#### Data to use
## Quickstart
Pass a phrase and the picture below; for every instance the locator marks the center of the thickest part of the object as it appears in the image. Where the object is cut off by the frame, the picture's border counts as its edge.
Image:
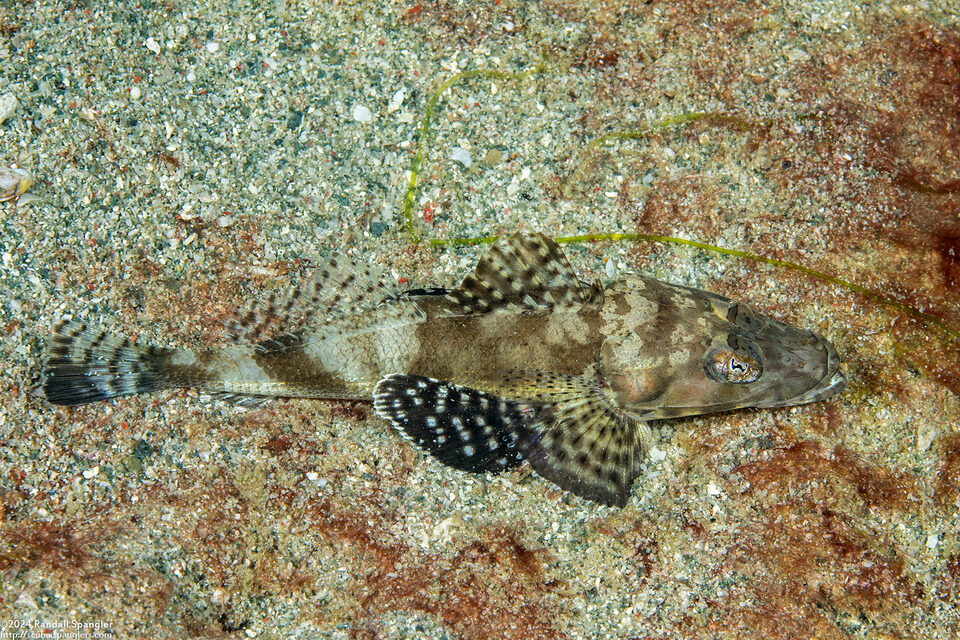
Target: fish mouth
(829, 385)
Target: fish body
(521, 362)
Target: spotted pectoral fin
(526, 271)
(568, 430)
(579, 438)
(461, 427)
(587, 447)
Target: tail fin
(84, 365)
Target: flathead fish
(521, 362)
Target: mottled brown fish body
(521, 362)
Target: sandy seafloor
(189, 157)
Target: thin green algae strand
(424, 138)
(719, 118)
(820, 275)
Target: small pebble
(462, 156)
(396, 101)
(362, 113)
(8, 106)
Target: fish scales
(522, 362)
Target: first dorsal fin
(527, 271)
(343, 294)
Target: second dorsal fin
(340, 295)
(527, 271)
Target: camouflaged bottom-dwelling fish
(521, 362)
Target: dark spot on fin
(463, 428)
(527, 271)
(339, 296)
(579, 438)
(84, 365)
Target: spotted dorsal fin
(527, 271)
(340, 296)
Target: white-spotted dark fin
(85, 365)
(526, 271)
(578, 438)
(339, 296)
(462, 428)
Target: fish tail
(86, 365)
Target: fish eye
(739, 365)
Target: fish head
(699, 352)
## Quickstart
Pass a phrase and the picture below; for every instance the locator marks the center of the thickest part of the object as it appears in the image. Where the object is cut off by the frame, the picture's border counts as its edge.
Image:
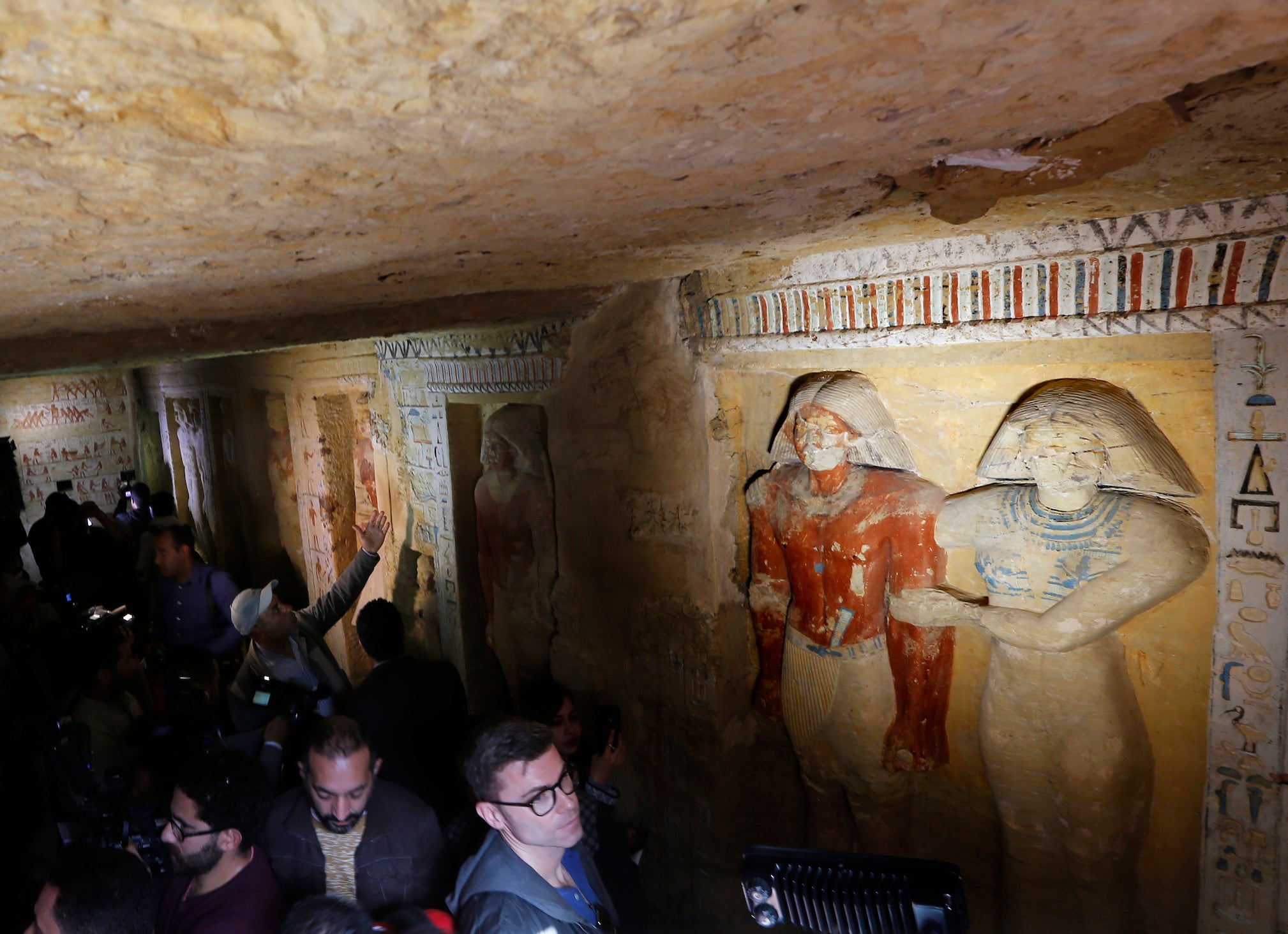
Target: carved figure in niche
(1075, 541)
(514, 503)
(837, 525)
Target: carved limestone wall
(70, 426)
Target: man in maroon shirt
(223, 884)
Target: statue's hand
(934, 607)
(1013, 625)
(903, 750)
(768, 701)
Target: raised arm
(921, 660)
(344, 593)
(769, 594)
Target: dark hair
(103, 892)
(231, 792)
(335, 737)
(498, 742)
(380, 630)
(182, 535)
(541, 700)
(325, 915)
(163, 504)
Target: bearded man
(223, 884)
(839, 526)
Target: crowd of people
(197, 762)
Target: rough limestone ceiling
(167, 165)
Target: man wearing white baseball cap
(288, 644)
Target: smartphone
(610, 723)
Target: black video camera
(282, 698)
(853, 893)
(112, 821)
(100, 816)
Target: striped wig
(850, 397)
(1139, 458)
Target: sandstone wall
(660, 405)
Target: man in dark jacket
(350, 835)
(531, 877)
(288, 645)
(412, 710)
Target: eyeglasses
(181, 834)
(544, 799)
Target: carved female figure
(837, 525)
(1075, 541)
(514, 503)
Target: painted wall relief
(514, 503)
(1077, 535)
(840, 522)
(71, 428)
(1242, 865)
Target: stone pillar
(1242, 871)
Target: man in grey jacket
(531, 877)
(288, 645)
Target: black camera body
(100, 816)
(282, 698)
(112, 822)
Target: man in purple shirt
(193, 605)
(223, 884)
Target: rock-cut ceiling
(201, 177)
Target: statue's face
(821, 439)
(497, 454)
(1063, 459)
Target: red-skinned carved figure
(839, 526)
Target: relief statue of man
(839, 525)
(514, 504)
(1075, 539)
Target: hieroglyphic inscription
(1241, 874)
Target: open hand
(373, 536)
(933, 607)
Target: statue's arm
(769, 594)
(921, 659)
(545, 544)
(1167, 548)
(484, 553)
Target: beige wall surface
(652, 448)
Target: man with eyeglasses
(222, 884)
(531, 877)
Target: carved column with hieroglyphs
(1242, 869)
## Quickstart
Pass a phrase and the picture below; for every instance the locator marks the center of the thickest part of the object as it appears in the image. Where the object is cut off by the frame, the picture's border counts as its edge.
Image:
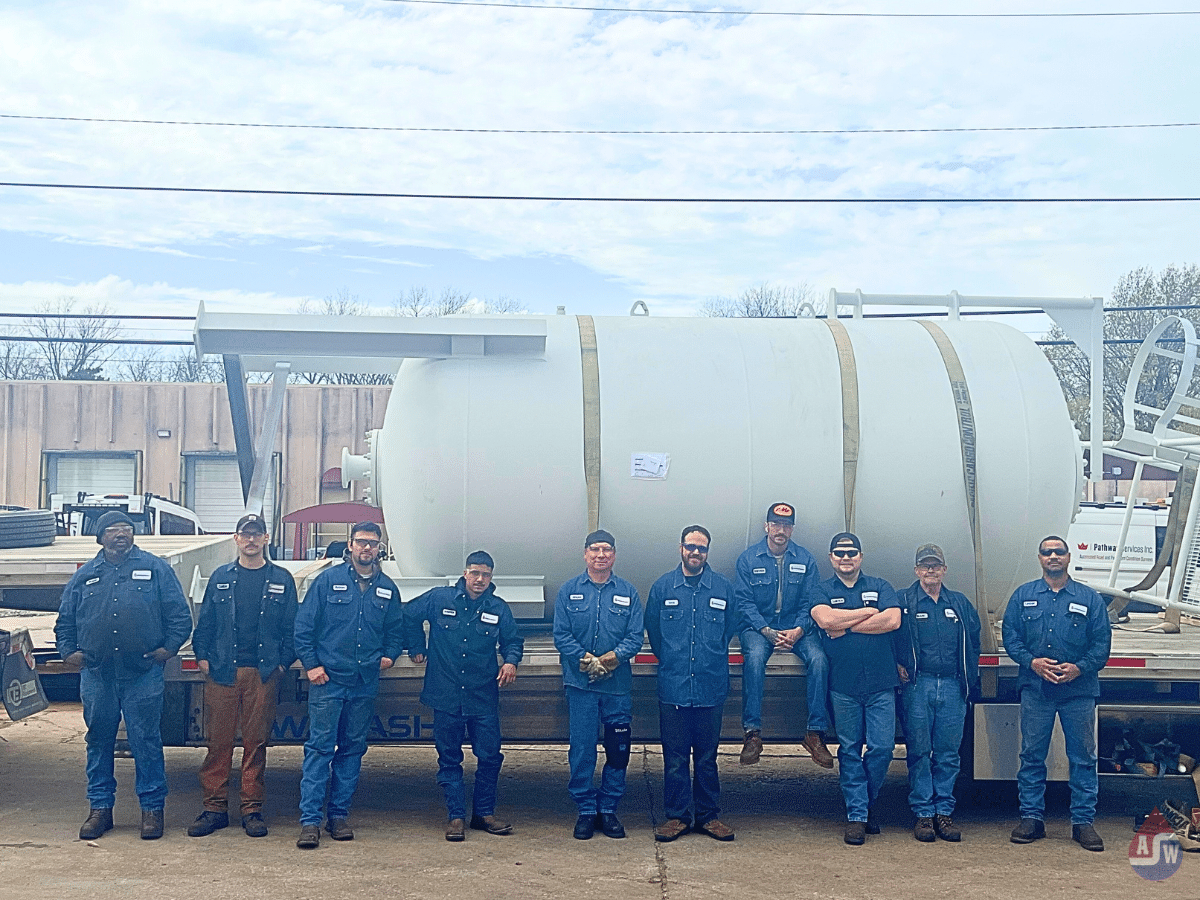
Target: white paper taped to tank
(649, 466)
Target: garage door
(93, 473)
(215, 489)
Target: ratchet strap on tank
(589, 364)
(965, 415)
(850, 432)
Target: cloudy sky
(432, 66)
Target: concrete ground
(787, 814)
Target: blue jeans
(587, 712)
(484, 732)
(1078, 719)
(869, 720)
(138, 697)
(935, 711)
(339, 720)
(696, 732)
(756, 651)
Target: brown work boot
(814, 742)
(717, 829)
(751, 749)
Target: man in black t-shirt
(243, 641)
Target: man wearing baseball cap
(937, 653)
(775, 580)
(243, 643)
(598, 630)
(858, 615)
(123, 616)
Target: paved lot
(787, 815)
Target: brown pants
(250, 703)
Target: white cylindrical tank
(490, 453)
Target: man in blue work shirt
(775, 580)
(243, 643)
(690, 618)
(598, 630)
(349, 628)
(937, 651)
(1057, 631)
(467, 624)
(857, 613)
(123, 616)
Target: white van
(1093, 539)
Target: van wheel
(27, 528)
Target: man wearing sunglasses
(598, 630)
(1059, 634)
(937, 651)
(858, 615)
(690, 618)
(775, 581)
(349, 628)
(123, 616)
(243, 643)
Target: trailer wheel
(27, 528)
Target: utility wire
(633, 10)
(600, 131)
(582, 198)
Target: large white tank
(490, 453)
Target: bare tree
(1141, 288)
(766, 301)
(73, 348)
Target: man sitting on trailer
(1057, 631)
(123, 616)
(937, 651)
(857, 613)
(775, 581)
(690, 619)
(598, 630)
(468, 623)
(243, 643)
(349, 628)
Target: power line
(581, 198)
(804, 15)
(600, 131)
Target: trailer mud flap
(23, 693)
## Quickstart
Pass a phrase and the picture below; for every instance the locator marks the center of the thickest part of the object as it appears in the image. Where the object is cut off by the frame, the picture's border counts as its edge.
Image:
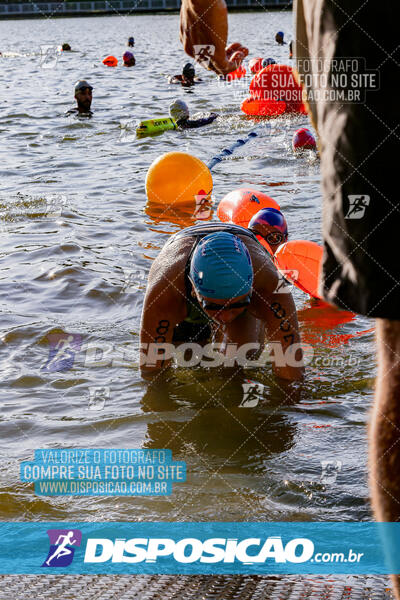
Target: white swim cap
(179, 110)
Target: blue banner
(200, 548)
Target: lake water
(64, 271)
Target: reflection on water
(77, 244)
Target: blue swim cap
(221, 267)
(268, 216)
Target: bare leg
(385, 429)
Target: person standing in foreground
(215, 283)
(360, 212)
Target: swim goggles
(213, 306)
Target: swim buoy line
(237, 144)
(271, 86)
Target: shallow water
(62, 271)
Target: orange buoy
(303, 139)
(255, 64)
(274, 83)
(110, 61)
(177, 178)
(300, 261)
(236, 74)
(241, 205)
(259, 108)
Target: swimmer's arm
(161, 312)
(278, 312)
(205, 23)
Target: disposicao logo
(190, 550)
(62, 542)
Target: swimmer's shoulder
(265, 272)
(168, 269)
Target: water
(62, 271)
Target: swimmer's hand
(206, 24)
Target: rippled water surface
(63, 270)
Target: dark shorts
(360, 155)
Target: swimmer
(271, 225)
(214, 282)
(129, 59)
(188, 78)
(83, 96)
(179, 111)
(268, 61)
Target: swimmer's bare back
(270, 312)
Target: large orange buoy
(177, 178)
(255, 64)
(300, 261)
(110, 61)
(241, 205)
(275, 83)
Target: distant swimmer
(268, 61)
(214, 283)
(129, 59)
(179, 111)
(83, 96)
(271, 225)
(188, 77)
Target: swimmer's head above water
(129, 59)
(188, 72)
(271, 225)
(83, 95)
(221, 274)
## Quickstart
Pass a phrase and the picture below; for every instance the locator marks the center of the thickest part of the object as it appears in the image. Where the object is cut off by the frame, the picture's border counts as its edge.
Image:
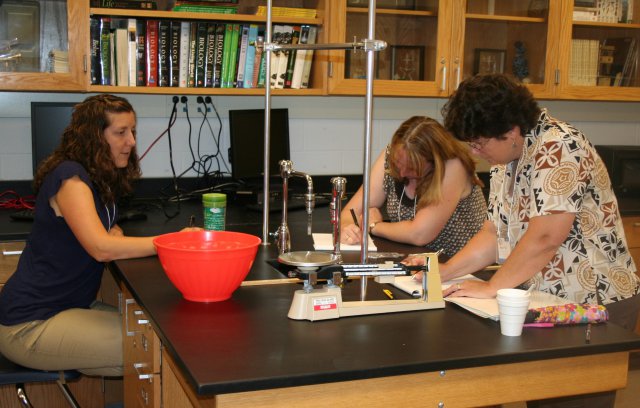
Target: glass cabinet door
(416, 59)
(40, 45)
(513, 37)
(599, 53)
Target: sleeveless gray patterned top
(465, 222)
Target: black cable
(172, 121)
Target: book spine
(126, 4)
(193, 46)
(112, 59)
(259, 59)
(306, 73)
(141, 52)
(152, 53)
(283, 58)
(242, 55)
(278, 33)
(228, 33)
(251, 56)
(133, 51)
(105, 51)
(94, 35)
(217, 67)
(183, 71)
(233, 58)
(122, 56)
(291, 59)
(164, 29)
(210, 55)
(201, 50)
(174, 53)
(298, 67)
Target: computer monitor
(246, 152)
(48, 121)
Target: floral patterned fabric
(570, 313)
(560, 172)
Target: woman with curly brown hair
(426, 181)
(49, 317)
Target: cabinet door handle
(141, 376)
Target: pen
(355, 219)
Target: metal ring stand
(370, 46)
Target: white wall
(327, 133)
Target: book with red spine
(152, 53)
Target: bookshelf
(244, 18)
(447, 37)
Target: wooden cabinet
(617, 44)
(246, 14)
(142, 379)
(444, 42)
(432, 45)
(18, 77)
(417, 60)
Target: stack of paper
(487, 308)
(324, 242)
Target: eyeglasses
(478, 144)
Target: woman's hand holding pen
(351, 234)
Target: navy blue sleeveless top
(54, 272)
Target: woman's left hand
(470, 288)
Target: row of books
(200, 54)
(611, 62)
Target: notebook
(486, 308)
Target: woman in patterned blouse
(554, 222)
(426, 182)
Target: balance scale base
(326, 303)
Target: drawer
(141, 344)
(143, 393)
(9, 258)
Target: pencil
(355, 218)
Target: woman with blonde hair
(426, 183)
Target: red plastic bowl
(206, 266)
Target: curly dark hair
(489, 106)
(83, 141)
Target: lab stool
(11, 373)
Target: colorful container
(215, 209)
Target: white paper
(324, 242)
(486, 308)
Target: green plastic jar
(215, 208)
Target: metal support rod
(369, 45)
(364, 248)
(267, 130)
(366, 45)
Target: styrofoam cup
(513, 305)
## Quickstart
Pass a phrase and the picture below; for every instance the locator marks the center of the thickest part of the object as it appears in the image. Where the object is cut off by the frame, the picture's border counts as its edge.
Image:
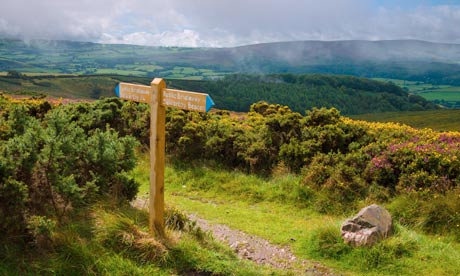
########
Problem details:
Locate every one of the rows above that contains the word "ceiling", and copy each of those lines in full.

Task solution:
Target: rough limestone ceiling
Target: rock-cut ceiling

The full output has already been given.